**Exercise**
Lines from the records below that contain the word "upper" are to be copied out.

(Dataset excerpts)

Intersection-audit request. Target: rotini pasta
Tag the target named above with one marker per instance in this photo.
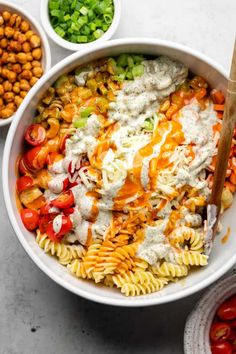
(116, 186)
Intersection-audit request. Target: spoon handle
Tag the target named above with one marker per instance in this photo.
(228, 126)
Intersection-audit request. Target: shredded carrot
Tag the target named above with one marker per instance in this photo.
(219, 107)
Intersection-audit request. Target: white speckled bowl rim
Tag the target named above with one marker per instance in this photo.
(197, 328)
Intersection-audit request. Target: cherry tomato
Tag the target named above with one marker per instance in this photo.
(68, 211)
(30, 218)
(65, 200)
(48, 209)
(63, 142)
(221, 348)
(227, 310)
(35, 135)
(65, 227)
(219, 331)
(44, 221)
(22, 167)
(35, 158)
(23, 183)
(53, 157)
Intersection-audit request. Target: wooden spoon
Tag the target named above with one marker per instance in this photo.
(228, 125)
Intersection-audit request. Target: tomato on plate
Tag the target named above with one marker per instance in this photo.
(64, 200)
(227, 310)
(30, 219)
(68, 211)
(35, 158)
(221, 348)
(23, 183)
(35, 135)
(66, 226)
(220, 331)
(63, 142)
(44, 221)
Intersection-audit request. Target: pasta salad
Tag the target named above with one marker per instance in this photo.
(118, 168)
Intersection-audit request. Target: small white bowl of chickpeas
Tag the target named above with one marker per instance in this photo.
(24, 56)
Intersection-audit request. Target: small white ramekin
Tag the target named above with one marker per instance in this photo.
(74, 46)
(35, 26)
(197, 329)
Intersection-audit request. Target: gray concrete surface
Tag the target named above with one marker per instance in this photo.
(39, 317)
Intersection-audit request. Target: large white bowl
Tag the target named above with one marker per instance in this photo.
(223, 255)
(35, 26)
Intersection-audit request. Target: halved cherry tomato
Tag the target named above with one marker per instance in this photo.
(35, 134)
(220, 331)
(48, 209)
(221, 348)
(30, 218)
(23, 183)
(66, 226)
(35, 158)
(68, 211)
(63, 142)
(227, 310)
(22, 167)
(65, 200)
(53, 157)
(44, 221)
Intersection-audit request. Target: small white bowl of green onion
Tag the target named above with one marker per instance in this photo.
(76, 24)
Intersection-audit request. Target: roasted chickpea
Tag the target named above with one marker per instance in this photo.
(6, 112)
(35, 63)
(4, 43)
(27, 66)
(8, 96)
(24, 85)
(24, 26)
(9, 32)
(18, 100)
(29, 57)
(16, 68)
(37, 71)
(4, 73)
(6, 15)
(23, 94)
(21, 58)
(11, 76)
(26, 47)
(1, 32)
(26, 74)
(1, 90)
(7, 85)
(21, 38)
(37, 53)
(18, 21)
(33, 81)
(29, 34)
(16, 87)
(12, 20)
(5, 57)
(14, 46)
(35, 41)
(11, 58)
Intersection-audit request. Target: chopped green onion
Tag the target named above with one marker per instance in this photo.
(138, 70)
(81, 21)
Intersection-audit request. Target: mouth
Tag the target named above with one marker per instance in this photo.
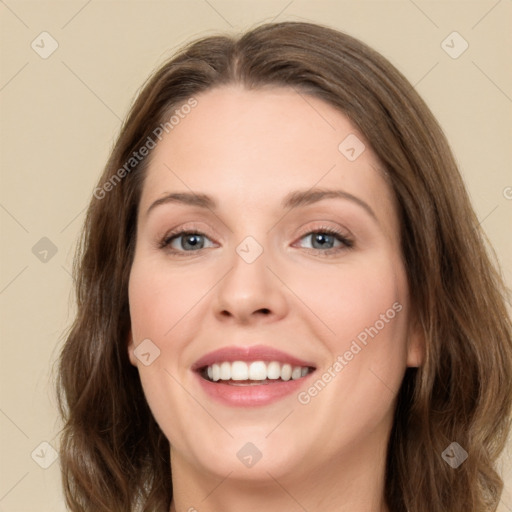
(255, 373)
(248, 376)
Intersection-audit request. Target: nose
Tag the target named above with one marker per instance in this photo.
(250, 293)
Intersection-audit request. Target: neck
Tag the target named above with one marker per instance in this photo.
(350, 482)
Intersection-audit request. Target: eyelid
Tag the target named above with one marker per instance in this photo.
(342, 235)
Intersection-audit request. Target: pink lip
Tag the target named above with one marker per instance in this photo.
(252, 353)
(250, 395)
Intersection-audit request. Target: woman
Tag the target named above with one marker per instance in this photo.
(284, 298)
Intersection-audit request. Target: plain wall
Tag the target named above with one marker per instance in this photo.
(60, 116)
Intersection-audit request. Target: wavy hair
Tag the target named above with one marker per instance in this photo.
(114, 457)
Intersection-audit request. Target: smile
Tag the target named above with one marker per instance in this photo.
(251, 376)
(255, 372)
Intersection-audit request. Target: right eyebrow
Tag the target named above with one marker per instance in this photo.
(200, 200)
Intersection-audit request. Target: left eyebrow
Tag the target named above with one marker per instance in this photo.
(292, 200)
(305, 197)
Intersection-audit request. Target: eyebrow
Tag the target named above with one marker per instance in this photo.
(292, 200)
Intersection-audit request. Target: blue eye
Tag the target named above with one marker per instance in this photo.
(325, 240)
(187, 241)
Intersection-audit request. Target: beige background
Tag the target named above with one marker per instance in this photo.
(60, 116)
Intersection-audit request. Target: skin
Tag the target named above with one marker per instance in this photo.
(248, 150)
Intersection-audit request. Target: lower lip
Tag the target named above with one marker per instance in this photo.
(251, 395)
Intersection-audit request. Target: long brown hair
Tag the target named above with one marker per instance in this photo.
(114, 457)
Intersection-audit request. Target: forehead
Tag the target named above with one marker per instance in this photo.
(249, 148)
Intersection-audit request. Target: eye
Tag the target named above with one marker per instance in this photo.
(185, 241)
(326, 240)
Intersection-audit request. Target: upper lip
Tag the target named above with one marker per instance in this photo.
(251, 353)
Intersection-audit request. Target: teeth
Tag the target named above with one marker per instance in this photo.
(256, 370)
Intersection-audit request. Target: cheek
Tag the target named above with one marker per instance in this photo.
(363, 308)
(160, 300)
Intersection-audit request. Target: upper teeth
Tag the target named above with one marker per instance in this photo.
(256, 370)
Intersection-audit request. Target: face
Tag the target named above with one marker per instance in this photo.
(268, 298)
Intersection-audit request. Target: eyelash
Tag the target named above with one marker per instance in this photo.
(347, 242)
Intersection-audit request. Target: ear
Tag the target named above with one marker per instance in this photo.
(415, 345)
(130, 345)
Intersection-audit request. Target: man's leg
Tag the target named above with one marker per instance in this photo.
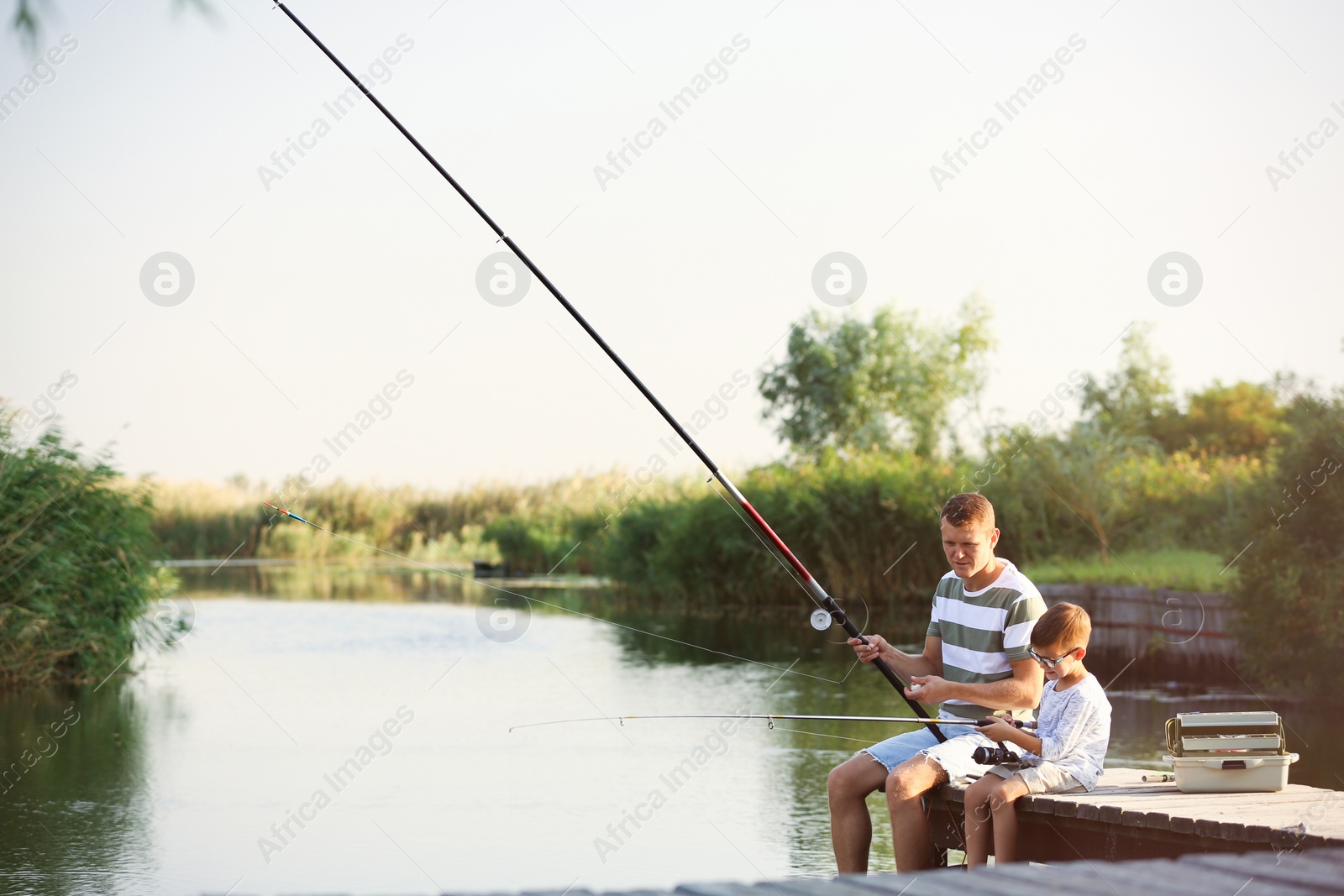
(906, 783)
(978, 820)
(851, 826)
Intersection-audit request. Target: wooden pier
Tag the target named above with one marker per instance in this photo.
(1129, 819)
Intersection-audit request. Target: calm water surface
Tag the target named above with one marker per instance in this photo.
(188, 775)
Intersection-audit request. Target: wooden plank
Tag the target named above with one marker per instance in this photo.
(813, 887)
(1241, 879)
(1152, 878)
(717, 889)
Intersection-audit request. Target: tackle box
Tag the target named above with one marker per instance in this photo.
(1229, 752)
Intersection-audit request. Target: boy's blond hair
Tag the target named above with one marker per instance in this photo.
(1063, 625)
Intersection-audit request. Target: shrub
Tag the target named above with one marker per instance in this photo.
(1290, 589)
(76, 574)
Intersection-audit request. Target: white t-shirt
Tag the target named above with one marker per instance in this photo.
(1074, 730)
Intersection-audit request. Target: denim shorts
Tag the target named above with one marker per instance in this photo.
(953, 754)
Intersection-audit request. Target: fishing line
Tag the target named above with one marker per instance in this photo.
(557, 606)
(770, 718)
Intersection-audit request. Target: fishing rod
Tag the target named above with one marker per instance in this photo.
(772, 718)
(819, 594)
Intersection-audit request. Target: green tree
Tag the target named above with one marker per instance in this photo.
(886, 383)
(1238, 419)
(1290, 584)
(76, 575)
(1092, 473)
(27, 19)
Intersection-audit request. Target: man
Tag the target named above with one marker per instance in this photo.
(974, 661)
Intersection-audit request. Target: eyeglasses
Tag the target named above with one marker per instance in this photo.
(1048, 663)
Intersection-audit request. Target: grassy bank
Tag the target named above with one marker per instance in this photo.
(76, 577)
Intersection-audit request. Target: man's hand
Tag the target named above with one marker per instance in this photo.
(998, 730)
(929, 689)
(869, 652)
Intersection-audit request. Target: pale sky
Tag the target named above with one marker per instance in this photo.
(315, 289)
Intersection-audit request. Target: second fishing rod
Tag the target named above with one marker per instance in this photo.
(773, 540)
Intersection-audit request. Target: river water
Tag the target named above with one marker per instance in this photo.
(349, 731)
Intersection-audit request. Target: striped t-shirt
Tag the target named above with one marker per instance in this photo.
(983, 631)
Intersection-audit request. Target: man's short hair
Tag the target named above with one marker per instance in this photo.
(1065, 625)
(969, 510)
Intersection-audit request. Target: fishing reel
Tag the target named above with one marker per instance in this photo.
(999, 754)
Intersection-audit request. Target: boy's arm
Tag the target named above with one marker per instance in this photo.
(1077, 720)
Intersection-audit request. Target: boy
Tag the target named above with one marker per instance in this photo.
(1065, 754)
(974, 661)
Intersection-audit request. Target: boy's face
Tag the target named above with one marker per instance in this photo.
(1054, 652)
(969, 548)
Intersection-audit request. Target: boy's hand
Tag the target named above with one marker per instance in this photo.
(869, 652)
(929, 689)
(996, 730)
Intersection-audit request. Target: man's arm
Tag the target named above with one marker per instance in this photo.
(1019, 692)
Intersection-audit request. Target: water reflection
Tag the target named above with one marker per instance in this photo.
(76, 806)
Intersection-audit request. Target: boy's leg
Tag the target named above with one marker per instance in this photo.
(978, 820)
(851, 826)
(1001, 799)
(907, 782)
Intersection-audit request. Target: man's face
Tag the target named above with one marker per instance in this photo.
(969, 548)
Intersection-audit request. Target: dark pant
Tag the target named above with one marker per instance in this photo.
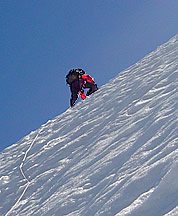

(End Dataset excerpts)

**Task result**
Intersection-audit request. Target: upper lip
Intersection-audit request. Target: upper teeth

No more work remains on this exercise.